Recorded data
..........

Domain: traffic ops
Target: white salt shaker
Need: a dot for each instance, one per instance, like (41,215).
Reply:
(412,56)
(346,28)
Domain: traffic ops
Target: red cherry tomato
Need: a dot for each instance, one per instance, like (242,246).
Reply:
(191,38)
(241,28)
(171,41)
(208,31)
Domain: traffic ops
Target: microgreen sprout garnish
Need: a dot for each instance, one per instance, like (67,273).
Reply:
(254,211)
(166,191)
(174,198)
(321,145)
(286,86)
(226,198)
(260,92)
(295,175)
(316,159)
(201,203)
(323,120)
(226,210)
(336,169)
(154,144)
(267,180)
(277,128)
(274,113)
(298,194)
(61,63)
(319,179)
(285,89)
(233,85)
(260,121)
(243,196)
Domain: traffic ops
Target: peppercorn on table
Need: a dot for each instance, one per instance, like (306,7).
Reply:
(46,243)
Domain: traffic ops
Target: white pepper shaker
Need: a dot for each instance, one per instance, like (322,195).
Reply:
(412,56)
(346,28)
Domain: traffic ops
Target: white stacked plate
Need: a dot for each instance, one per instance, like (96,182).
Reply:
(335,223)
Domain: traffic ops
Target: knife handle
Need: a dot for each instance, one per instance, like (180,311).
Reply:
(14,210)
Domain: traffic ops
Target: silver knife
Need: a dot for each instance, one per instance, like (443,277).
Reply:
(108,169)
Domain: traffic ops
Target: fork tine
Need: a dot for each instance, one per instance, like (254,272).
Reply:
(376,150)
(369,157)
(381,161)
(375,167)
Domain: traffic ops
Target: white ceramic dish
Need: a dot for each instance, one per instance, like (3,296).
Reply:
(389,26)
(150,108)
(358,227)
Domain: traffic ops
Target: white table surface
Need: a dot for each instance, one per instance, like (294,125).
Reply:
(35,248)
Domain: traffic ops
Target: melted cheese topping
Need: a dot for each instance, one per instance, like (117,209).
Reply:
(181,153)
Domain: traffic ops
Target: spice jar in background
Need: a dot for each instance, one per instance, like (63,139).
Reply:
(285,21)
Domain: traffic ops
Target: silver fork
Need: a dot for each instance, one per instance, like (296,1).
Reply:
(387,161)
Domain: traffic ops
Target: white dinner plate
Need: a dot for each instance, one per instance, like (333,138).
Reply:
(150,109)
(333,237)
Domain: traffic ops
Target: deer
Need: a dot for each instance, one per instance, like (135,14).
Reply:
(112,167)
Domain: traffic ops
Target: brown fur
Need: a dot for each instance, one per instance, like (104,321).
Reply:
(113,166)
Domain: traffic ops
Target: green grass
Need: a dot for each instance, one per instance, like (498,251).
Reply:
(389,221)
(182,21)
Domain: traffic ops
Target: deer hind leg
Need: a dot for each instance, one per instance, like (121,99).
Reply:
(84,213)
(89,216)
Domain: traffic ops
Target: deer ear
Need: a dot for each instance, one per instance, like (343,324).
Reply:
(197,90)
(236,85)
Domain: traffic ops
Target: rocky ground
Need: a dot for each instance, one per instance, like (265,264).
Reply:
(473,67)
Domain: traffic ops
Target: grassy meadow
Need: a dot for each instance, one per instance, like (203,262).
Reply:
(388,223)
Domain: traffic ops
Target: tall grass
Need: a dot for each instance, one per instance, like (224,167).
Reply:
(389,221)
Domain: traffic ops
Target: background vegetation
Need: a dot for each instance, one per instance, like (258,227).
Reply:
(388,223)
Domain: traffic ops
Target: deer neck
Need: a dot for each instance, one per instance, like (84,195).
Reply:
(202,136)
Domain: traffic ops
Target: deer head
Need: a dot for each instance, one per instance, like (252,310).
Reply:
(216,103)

..........

The task
Pick out every line in the rows above that contains the word "table", and copy each one.

Answer to this problem
Target: peppercorn on table
Target: white table surface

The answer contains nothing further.